Linda S. Bolon (born June 22, 1948) is an American politician who served in the Ohio House of Representatives from 2007 to 2010. A member of the Democratic Party, she represented the 1st district, which included all of Columbiana County.

==Career==
Bolon received degrees in secretarial sciences and business administration from Columbus University. She worked as an accountant in the private sector and later served as treasurer of Edison Local School District and East Palestine City School District. She also worked with the office of Ohio State Auditor from 1985 to 1999.

Bolon was elected to the city council of East Palestine, Ohio in 1995. In 1999, she was appointed treasurer of Columbiana County, Ohio and was subsequently elected to two additional terms in that office. In 2006, Bolon sought the open seat for the 1st district in the Ohio House of Representatives, where she defeated Republican nominee and county commissioner Jim Hoppel. She won reelection in 2008, defeating Republican nominee Caroline Hergenrother. Bolon was defeated by Republican Craig Newbold in 2010.

Tasks for this exercise:
1. In the Linda Bolon biography, please condense the paragraph beginning "Bolon was elected to the city council" into a short list that keeps its main facts.
2. Extract the passage of the Linda Bolon biography between "Linda S. Bolon" and "1985 to 1999.", inclusive.

Source material:

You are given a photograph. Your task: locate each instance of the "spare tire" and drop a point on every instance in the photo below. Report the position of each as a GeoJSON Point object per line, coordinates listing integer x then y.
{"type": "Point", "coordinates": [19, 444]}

Answers for the tasks:
1.
- 1995: Elected to the East Palestine, Ohio city council.
- 1999: Appointed Columbiana County treasurer, then elected to two more terms.
- 2006: Won the open 1st district seat in the Ohio House of Representatives, defeating Republican county commissioner Jim Hoppel.
- 2008: Reelected over Republican Caroline Hergenrother.
- 2010: Lost to Republican Craig Newbold.

2.
Linda S. Bolon (born June 22, 1948) is an American politician who served in the Ohio House of Representatives from 2007 to 2010. A member of the Democratic Party, she represented the 1st district, which included all of Columbiana County.

==Career==
Bolon received degrees in secretarial sciences and business administration from Columbus University. She worked as an accountant in the private sector and later served as treasurer of Edison Local School District and East Palestine City School District. She also worked with the office of Ohio State Auditor from 1985 to 1999.